[[ DATA TO USE, beginning ]]

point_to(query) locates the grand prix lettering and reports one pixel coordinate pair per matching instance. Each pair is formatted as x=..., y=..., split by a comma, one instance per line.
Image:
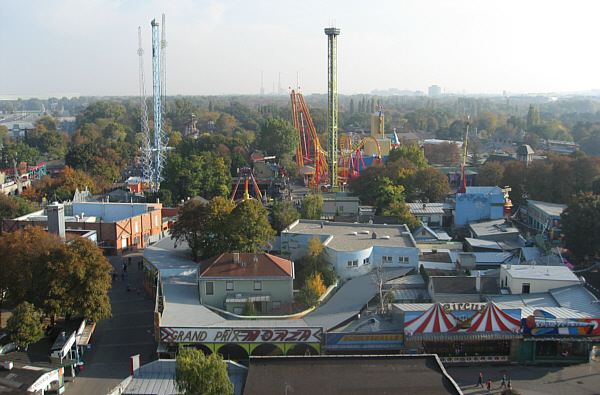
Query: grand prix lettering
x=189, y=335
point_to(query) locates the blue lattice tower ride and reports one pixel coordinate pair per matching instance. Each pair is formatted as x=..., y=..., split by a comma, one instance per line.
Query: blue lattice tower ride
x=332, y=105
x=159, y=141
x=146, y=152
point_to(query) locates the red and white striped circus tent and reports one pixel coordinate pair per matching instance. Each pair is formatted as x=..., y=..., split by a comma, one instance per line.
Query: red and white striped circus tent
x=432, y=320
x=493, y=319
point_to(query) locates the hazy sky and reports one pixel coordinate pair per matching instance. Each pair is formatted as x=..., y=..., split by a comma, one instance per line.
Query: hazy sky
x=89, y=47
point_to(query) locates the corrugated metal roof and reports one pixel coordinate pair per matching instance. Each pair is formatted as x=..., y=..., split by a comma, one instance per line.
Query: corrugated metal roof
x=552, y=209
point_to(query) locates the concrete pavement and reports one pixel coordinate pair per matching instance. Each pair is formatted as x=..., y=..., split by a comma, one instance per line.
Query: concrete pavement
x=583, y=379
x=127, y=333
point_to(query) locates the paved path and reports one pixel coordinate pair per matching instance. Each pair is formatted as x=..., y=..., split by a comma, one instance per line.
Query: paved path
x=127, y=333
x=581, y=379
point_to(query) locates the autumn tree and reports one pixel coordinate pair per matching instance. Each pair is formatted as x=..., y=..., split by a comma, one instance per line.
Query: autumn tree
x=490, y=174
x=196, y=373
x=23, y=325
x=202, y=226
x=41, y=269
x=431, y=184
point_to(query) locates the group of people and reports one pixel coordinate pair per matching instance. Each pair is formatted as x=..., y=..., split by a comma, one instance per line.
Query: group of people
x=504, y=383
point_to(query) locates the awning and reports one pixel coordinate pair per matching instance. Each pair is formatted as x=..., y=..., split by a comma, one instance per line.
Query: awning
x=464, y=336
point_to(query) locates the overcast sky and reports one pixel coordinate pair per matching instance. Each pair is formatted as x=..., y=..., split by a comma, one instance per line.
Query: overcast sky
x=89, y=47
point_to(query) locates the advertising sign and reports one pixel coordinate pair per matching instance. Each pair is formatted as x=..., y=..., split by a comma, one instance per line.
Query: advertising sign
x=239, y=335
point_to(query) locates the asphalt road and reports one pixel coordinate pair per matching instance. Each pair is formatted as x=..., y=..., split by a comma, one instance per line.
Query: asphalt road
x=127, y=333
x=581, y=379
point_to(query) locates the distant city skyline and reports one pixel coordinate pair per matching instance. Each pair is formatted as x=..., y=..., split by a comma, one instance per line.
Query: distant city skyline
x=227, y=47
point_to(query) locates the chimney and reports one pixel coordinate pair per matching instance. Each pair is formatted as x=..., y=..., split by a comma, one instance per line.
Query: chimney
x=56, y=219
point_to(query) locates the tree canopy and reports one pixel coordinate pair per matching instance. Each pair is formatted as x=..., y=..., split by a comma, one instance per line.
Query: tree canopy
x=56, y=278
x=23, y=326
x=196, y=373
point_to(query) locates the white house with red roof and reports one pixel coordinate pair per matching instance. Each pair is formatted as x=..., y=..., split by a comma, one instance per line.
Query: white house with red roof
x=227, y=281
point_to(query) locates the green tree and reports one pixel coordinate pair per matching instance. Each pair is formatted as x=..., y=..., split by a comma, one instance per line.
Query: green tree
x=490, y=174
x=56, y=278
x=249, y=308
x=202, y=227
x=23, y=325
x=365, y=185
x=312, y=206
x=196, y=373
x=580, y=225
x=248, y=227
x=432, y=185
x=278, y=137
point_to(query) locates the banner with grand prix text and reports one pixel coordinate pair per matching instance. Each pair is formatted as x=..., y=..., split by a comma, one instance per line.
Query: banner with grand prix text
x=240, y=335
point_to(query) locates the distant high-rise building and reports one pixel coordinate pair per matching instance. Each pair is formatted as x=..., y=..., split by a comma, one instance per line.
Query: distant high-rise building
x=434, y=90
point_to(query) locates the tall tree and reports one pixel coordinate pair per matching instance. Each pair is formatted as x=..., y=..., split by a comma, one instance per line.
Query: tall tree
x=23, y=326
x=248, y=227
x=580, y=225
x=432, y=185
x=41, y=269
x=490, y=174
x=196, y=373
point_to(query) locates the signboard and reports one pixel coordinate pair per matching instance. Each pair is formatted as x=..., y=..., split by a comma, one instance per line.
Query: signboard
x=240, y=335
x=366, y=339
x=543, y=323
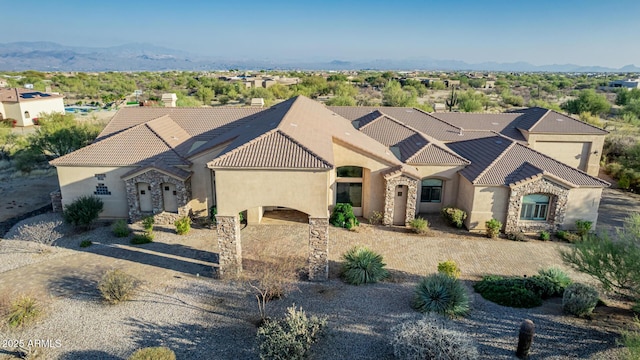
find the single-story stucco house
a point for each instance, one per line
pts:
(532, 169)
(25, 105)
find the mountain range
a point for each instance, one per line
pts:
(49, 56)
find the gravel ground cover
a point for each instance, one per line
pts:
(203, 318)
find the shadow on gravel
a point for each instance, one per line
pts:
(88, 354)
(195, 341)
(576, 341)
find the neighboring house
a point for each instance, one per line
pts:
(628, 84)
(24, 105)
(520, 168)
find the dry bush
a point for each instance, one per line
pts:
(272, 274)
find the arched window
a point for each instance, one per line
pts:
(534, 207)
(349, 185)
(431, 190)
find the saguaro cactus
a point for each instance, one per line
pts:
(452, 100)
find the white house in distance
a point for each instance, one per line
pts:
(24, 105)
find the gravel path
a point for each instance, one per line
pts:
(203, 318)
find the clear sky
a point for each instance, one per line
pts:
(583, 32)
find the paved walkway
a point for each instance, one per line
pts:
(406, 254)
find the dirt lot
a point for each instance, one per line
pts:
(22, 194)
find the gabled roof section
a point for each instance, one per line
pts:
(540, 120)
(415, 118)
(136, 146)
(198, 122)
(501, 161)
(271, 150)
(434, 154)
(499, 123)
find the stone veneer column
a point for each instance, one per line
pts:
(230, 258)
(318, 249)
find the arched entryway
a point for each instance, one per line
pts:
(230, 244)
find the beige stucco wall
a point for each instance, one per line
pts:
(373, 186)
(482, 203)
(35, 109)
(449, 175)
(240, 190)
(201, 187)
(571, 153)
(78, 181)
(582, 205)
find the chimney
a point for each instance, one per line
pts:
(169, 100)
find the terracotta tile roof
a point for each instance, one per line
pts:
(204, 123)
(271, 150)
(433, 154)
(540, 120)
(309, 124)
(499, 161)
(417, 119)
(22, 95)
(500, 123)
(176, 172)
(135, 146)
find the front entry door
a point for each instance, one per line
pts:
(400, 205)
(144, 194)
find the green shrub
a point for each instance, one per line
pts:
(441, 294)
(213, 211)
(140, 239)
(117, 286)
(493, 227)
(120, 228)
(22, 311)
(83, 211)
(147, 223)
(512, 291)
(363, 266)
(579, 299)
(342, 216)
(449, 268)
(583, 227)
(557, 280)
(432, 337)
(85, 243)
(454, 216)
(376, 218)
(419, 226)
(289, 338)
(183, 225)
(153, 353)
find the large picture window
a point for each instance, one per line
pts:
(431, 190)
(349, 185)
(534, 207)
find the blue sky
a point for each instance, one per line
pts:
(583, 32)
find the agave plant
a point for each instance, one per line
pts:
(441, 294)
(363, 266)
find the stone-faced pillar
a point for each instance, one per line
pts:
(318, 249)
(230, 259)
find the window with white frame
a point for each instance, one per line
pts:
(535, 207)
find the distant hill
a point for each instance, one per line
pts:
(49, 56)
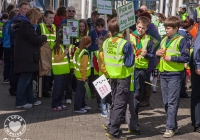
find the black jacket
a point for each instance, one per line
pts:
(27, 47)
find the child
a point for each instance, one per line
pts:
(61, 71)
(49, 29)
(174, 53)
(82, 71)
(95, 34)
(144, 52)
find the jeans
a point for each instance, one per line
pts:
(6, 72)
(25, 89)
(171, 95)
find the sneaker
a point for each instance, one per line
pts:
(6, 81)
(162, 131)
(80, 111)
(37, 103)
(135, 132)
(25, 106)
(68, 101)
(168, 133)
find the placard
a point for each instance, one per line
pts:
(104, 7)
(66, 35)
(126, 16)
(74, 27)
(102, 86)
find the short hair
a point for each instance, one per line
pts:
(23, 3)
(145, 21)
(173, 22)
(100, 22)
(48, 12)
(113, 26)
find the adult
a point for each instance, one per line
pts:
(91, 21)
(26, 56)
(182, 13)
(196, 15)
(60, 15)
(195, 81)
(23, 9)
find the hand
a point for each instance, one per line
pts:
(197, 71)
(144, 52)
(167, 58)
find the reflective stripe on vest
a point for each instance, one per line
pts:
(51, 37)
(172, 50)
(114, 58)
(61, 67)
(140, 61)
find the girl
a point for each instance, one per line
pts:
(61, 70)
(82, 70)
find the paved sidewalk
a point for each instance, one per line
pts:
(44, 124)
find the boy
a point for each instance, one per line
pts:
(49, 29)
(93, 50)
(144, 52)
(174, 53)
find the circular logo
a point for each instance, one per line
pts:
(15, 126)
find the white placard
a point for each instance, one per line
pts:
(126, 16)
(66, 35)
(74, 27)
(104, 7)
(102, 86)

[[ DATA TO USE, end ]]

EXERCISE PROMPT: What are the lines above that hold the string "placard"? Copy them.

SOLUTION TO THIS PROBLEM:
find the placard
find the white placard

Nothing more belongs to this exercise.